- **What is expected**
Transcribe all the entries word for word, omitting any pictures they contain.
━━ Exercise material ━━
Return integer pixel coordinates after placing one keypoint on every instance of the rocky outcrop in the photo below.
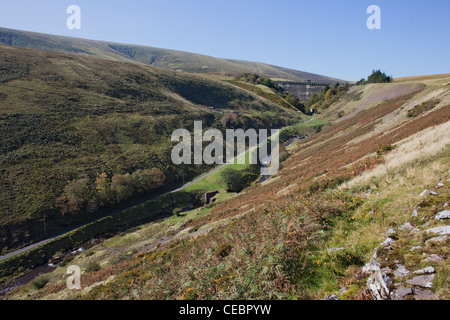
(392, 273)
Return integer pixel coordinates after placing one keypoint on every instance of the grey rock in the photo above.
(407, 226)
(425, 281)
(443, 215)
(387, 242)
(433, 258)
(427, 270)
(386, 270)
(343, 290)
(423, 294)
(371, 267)
(401, 271)
(336, 249)
(439, 230)
(400, 293)
(436, 239)
(378, 284)
(389, 232)
(331, 297)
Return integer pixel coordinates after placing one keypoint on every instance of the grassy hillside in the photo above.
(81, 135)
(307, 231)
(162, 58)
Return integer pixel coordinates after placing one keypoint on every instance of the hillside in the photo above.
(74, 125)
(161, 58)
(308, 231)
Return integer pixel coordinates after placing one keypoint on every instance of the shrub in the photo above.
(423, 107)
(39, 283)
(223, 250)
(384, 148)
(93, 267)
(177, 211)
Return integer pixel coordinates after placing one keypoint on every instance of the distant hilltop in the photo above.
(161, 58)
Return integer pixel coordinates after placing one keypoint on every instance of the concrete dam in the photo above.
(302, 90)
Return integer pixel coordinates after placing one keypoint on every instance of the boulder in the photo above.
(390, 231)
(407, 226)
(387, 242)
(331, 297)
(400, 293)
(443, 215)
(436, 239)
(423, 294)
(433, 258)
(427, 270)
(378, 284)
(401, 271)
(439, 230)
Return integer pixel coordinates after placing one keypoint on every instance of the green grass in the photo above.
(65, 118)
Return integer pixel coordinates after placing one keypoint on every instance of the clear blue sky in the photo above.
(327, 37)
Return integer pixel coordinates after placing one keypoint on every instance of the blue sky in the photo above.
(327, 37)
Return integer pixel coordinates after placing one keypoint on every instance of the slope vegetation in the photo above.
(80, 135)
(306, 232)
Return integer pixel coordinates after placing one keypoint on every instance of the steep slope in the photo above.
(305, 232)
(69, 122)
(162, 58)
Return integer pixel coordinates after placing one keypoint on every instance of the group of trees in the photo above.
(257, 79)
(376, 77)
(326, 96)
(84, 195)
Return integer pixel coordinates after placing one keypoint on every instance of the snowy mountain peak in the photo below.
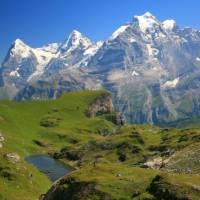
(52, 48)
(18, 42)
(75, 40)
(149, 15)
(169, 25)
(146, 22)
(19, 48)
(119, 31)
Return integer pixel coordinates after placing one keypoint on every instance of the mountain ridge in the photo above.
(150, 66)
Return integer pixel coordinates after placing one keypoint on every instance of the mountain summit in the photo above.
(150, 66)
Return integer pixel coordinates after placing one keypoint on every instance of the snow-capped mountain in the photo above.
(151, 67)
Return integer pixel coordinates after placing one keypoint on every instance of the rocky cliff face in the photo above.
(102, 104)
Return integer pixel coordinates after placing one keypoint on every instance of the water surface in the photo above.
(54, 169)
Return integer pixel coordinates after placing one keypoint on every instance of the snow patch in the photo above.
(170, 84)
(14, 73)
(147, 22)
(119, 31)
(76, 40)
(197, 59)
(90, 51)
(134, 73)
(169, 25)
(152, 51)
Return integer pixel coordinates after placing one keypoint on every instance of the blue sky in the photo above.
(38, 22)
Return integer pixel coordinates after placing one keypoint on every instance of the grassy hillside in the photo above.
(38, 127)
(110, 162)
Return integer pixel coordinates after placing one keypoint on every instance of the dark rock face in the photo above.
(71, 189)
(102, 104)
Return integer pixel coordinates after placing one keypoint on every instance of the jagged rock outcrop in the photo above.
(102, 104)
(69, 188)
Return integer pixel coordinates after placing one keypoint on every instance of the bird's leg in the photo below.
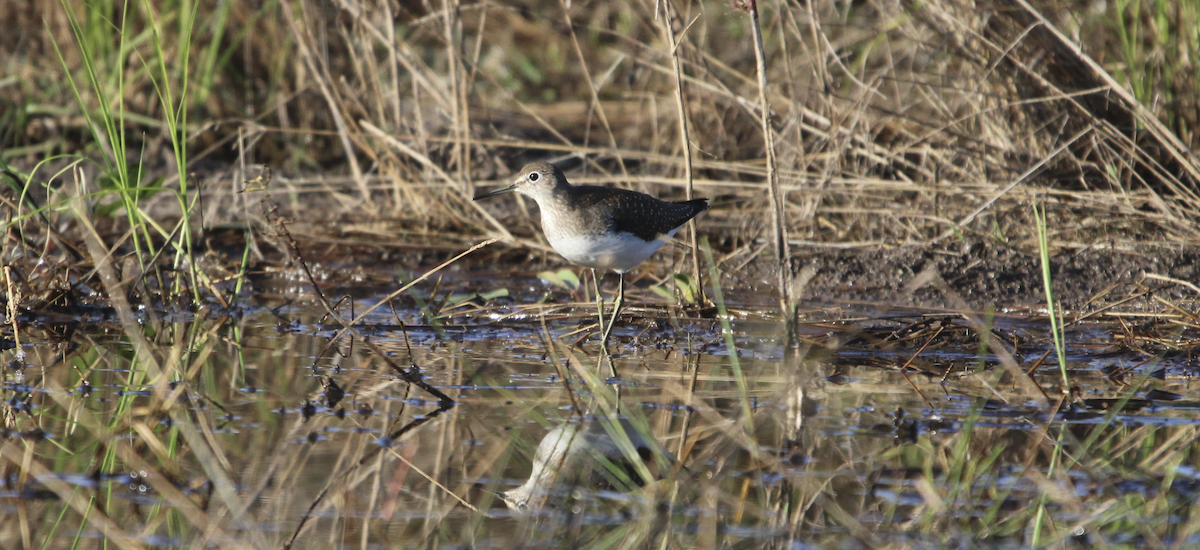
━━━
- **Written solution**
Return integer pixel coordinates after placing one keypoint on every instance of the rocky outcrop in the photo below.
(392, 273)
Return integer pixel coordinates after placing one keypoint on every instance of the grey rock in the photo above.
(407, 226)
(425, 281)
(443, 215)
(387, 242)
(433, 258)
(427, 270)
(386, 270)
(343, 290)
(423, 294)
(371, 267)
(401, 271)
(336, 249)
(439, 230)
(400, 293)
(436, 239)
(378, 284)
(389, 232)
(331, 297)
Return integer pixel coordinates after placing one keypoint on every instance of the grassy hillside in the photo above.
(81, 135)
(307, 231)
(162, 58)
Return integer pixel coordinates after placing one keypoint on every instance of the hillside in the photo above.
(74, 125)
(161, 58)
(308, 231)
Return integer pixel coordinates after placing one keypoint on every instance of the shrub in the photo above.
(423, 107)
(39, 283)
(223, 250)
(384, 148)
(93, 267)
(177, 211)
Return integer pixel coordinates after placing one keypoint on every instance of the distant hilltop in the photo above.
(161, 58)
Return integer pixel coordinates after placing one keypoint on every instance of the concrete dam in the photo above.
(302, 90)
Return integer pixel coordinates after placing one keypoint on every instance of the boulder in the photo above.
(390, 231)
(407, 226)
(387, 242)
(331, 297)
(400, 293)
(443, 215)
(436, 239)
(423, 294)
(433, 258)
(427, 270)
(378, 284)
(401, 271)
(439, 230)
Return integer pixel coordinates after placing one keypoint on every instance of the green grass in the photo above.
(65, 118)
Return integer pixel coordinates after placing one keypoint on every instance of the clear blue sky in the photo above.
(327, 37)
Return integer pixel coordinates after placing one keypoint on every instance of the blue sky in the photo above.
(327, 37)
Return integer pixel coordinates after placing one keypoint on every instance of the slope vegetation in the photo above.
(80, 135)
(306, 232)
Return integer pixel coordinates after placing one keypoint on every instance of the steep slope in the photo above.
(305, 232)
(69, 122)
(162, 58)
Return integer pixel coordinates after placing one keypoint on every instance of the group of trees in the photo above.
(257, 79)
(376, 77)
(326, 96)
(84, 195)
Return integer pixel coordinates after placing one keypoint on every instance of the snowy mountain peak in the photo below.
(52, 48)
(18, 42)
(75, 40)
(149, 15)
(169, 25)
(146, 22)
(19, 48)
(119, 31)
Return integer pixel coordinates after placing one keypoint on every instance of the mountain ridge in the photo above.
(150, 66)
Return integer pixel coordinates after placing one keypoint on every instance of the mountain summit in the photo above.
(150, 66)
Return integer pixel coordinates after placing one keypoint on every instance of the snow-capped mountain in the photo above.
(151, 67)
Return integer pixel coordinates after placing one keypoint on every instance of the rocky cliff face in the photo above.
(102, 104)
Return integer pixel coordinates after placing one keypoint on every instance of the water surface in the photo above.
(54, 169)
Return integer pixel coordinates after placing one keypoint on every instance of the snow patch in the photo above.
(170, 84)
(14, 73)
(147, 22)
(119, 31)
(76, 40)
(197, 59)
(90, 51)
(134, 73)
(169, 25)
(152, 51)
Return integer pixel coordinates after placing one keypoint on every instance of the blue sky in the photo above.
(38, 22)
Return integer pixel coordinates after placing one keypoint on every instance of the grassy hillside in the photo above.
(38, 127)
(110, 162)
Return integer pixel coordinates after placing one keypoint on every instance of the dark rock face in the photo above.
(71, 189)
(102, 104)
Return integer pixel coordinates after placing one keypoint on every instance of the jagged rock outcrop in the photo above.
(102, 104)
(69, 188)
Return integer pixel coordinates after placing one keypoint on every instance of the bird's leg in the photo below.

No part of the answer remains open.